29日の自民党総裁選に勝利し、次期首相に内定した岸田文雄新総裁(64)は、さっそく新型コロナウイルスへの対応が求められることになる。30日で緊急事態宣言は全面解除となるが、「第6波」への懸念はぬぐえない。感染抑止とともに経済の立て直し、社会活動の本格的な再開に向けた指導力も問われる。
党総裁としては、30日にも決定する党役員人事が焦点となる。党実務を担う幹事長をはじめとする党四役らの人選を無難にこなせば安定した党運営が期待できる。「全員野球」(岸田氏)で挙党態勢を構築するため、混戦の総裁選を争った河野太郎ワクチン担当相や高市早苗前総務相らを処遇するのか否かも焦点となる。
間近に控えた衆院選の勝利も最重要課題となる。岸田氏は10月4日召集の臨時国会で第100代の首相に指名され、ただちに組閣に着手。所信表明演説と衆参両院での代表質問を経て、11月7日か14日投開票の日程で衆院選が行われる公算だ。
戦後、新しく就任した首相がこれだけの短期間で、政権選択選挙の衆院選に臨む例はない。衆院議員の任期満了(10月21日)を超えた選挙も初めてという異例ずくめの選挙で、さっそく国民の審判を受けることになる。
この間も一連のコロナ対策をはじめ、中国や北朝鮮が不穏な動きを続ける外交・安全保障の対応は一日もゆるがせにできない。岸田氏は選出直直後のあいさつで、新型コロナ対策や経済対策に加え、「自由で開かれたインド太平洋」の実現、少子化対策にも言及し「わが国の未来に関わる重大な課題が山積している」と訴えた。こうした長期的な課題にも迅速な取り組みが求められることになる。

***

:: 本文の設問 ::
A) 岸田新総裁に関する記事の一文「間近に控えた衆院選の勝利も最重要課題となる。」を英語に訳すこと。
B) 岸田新総裁に関する記事から、「29日の自民党総裁選に勝利し」を含む語句で書き写し始め、「民の審判を受けることになる。」の後で止めて、そのまま引用すること。
C) 岸田新総裁に関する記事によると、岸田氏が第100代の首相に指名される臨時国会は何日に召集されるか。

:: 提供記録 ::

***

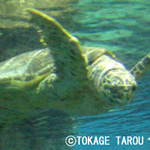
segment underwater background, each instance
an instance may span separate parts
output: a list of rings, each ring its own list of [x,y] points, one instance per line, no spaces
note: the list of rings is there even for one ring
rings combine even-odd
[[[128,69],[150,51],[150,1],[66,0],[69,5],[57,7],[59,1],[56,1],[53,8],[47,6],[48,1],[44,5],[44,0],[36,1],[36,5],[34,0],[0,1],[1,61],[25,51],[43,48],[36,29],[22,20],[24,14],[18,14],[22,8],[29,6],[44,12],[51,9],[58,11],[54,16],[80,40],[81,45],[110,50]],[[138,89],[131,104],[118,111],[88,117],[68,117],[57,111],[43,110],[34,116],[11,122],[7,131],[1,130],[0,149],[147,150],[150,147],[149,76],[150,70],[138,81]],[[68,147],[65,144],[68,135],[110,136],[110,145]],[[143,136],[144,143],[137,146],[117,145],[116,136]]]

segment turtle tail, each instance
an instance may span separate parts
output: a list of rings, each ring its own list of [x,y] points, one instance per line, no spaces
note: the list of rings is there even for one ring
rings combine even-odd
[[[140,79],[150,67],[150,53],[143,57],[131,70],[131,74],[136,78]]]

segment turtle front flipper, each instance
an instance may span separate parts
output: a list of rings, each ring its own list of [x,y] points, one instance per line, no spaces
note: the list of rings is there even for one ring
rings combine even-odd
[[[43,29],[44,41],[49,45],[55,58],[58,76],[86,81],[86,60],[79,41],[70,35],[55,19],[32,8],[31,22]]]
[[[150,67],[150,53],[142,58],[131,70],[131,74],[134,75],[136,80],[142,77]]]

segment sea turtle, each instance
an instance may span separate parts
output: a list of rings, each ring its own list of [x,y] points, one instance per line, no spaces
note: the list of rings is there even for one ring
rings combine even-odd
[[[130,103],[136,80],[150,66],[150,53],[128,71],[110,51],[82,47],[55,19],[36,9],[26,11],[43,30],[50,49],[0,63],[1,106],[23,111],[52,108],[83,116]]]

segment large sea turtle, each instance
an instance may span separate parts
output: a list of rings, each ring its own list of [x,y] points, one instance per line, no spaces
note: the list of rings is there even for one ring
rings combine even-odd
[[[150,66],[150,53],[128,71],[108,50],[82,47],[55,19],[26,10],[50,49],[0,63],[1,107],[24,112],[52,108],[81,116],[130,103],[136,80]]]

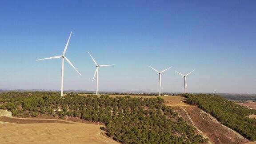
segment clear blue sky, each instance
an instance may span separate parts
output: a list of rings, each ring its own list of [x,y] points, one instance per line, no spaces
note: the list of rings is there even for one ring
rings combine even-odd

***

:: 順番の回答 ::
A) Winning the imminent House of Representatives election will also be a top priority.

B)
29日の自民党総裁選に勝利し、次期首相に内定した岸田文雄新総裁(64)は、さっそく新型コロナウイルスへの対応が求められることになる。30日で緊急事態宣言は全面解除となるが、「第6波」への懸念はぬぐえない。感染抑止とともに経済の立て直し、社会活動の本格的な再開に向けた指導力も問われる。
党総裁としては、30日にも決定する党役員人事が焦点となる。党実務を担う幹事長をはじめとする党四役らの人選を無難にこなせば安定した党運営が期待できる。「全員野球」(岸田氏)で挙党態勢を構築するため、混戦の総裁選を争った河野太郎ワクチン担当相や高市早苗前総務相らを処遇するのか否かも焦点となる。
間近に控えた衆院選の勝利も最重要課題となる。岸田氏は10月4日召集の臨時国会で第100代の首相に指名され、ただちに組閣に着手。所信表明演説と衆参両院での代表質問を経て、11月7日か14日投開票の日程で衆院選が行われる公算だ。
戦後、新しく就任した首相がこれだけの短期間で、政権選択選挙の衆院選に臨む例はない。衆院議員の任期満了(10月21日)を超えた選挙も初めてという異例ずくめの選挙で、さっそく国民の審判を受けることになる。

C) 10月4日